-- Start EXTRACTED DATA --
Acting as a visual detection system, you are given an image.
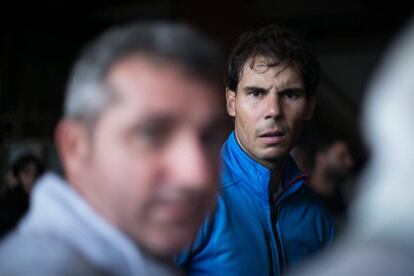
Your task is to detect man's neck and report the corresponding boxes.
[268,162,285,198]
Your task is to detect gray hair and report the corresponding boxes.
[64,22,222,127]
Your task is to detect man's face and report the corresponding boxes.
[65,57,224,256]
[226,59,315,167]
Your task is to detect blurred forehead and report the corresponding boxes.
[102,55,221,121]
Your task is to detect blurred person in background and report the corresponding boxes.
[0,153,44,237]
[0,23,225,275]
[308,136,354,233]
[178,25,333,275]
[291,16,414,275]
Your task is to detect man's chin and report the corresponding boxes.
[140,225,200,258]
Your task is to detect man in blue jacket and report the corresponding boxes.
[178,26,333,275]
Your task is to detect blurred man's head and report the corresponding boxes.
[314,140,354,181]
[56,24,224,256]
[226,26,320,167]
[12,153,44,193]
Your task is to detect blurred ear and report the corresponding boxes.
[305,95,316,121]
[226,88,236,117]
[55,119,90,177]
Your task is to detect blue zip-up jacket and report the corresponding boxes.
[177,132,333,275]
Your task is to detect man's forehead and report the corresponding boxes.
[239,57,302,85]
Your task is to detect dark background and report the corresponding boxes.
[0,0,414,172]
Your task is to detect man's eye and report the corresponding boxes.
[249,90,263,97]
[139,126,166,144]
[282,90,300,100]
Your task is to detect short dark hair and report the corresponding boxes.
[64,22,223,126]
[226,25,321,97]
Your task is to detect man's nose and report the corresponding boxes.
[264,93,282,119]
[167,135,219,189]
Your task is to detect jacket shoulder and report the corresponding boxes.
[0,233,106,275]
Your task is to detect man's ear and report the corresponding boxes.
[55,119,90,176]
[226,87,236,117]
[305,95,316,121]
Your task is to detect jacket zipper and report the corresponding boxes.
[270,203,285,273]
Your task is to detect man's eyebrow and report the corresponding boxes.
[279,87,305,93]
[243,86,270,92]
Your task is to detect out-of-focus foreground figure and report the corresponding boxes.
[0,23,224,275]
[294,17,414,275]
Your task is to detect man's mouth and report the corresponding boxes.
[258,130,285,145]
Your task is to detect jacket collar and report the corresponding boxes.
[222,131,307,201]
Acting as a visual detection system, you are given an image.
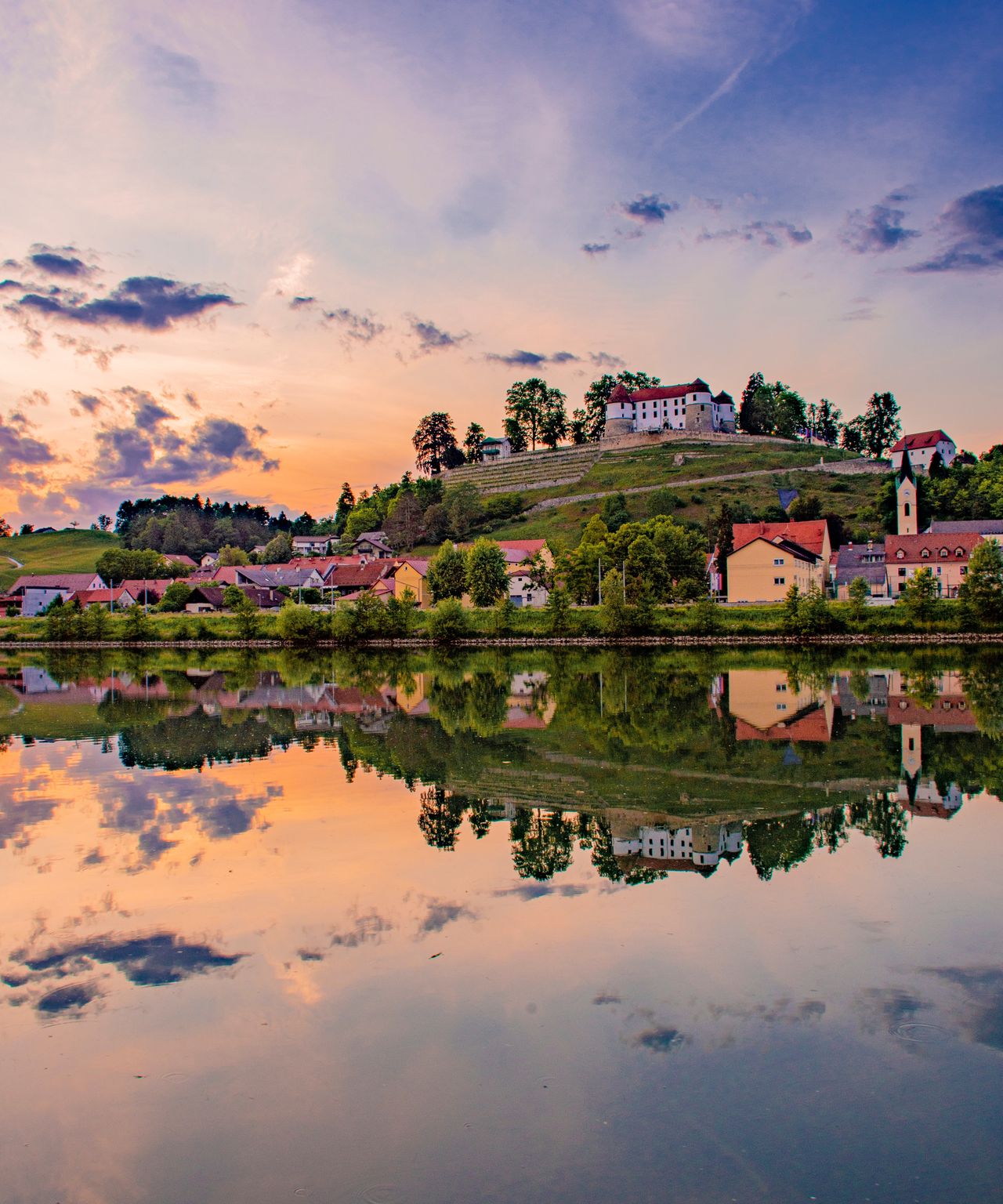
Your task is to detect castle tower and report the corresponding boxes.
[895,448,920,535]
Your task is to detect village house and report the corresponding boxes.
[727,519,832,602]
[292,535,335,557]
[352,531,393,560]
[891,430,958,472]
[604,377,734,438]
[5,573,106,618]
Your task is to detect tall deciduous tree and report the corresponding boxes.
[464,422,484,463]
[861,393,902,460]
[467,537,508,606]
[505,377,565,452]
[427,542,467,602]
[411,411,460,474]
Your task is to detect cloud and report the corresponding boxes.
[696,222,812,249]
[418,899,476,937]
[839,193,920,256]
[6,276,237,330]
[323,306,386,346]
[613,193,679,227]
[407,313,471,357]
[631,1024,689,1054]
[484,350,579,368]
[146,43,217,108]
[907,184,1003,272]
[27,242,96,281]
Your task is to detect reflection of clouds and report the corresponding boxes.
[926,966,1003,1050]
[0,932,247,1017]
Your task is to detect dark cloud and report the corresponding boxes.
[484,350,579,368]
[323,306,386,344]
[7,276,237,330]
[408,314,471,357]
[27,242,95,281]
[908,184,1003,272]
[631,1024,687,1054]
[146,43,215,108]
[839,193,920,256]
[418,899,476,935]
[696,222,812,248]
[614,193,679,225]
[19,932,247,986]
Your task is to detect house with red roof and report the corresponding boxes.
-- End EXTRACTED DATA --
Report every line in the lines above that contains the word "blue", matching case exactly.

Your task is to detect man in blue jacket and report the corresponding boxes.
Your task is to detect blue zip-up jacket and report the corresponding boxes.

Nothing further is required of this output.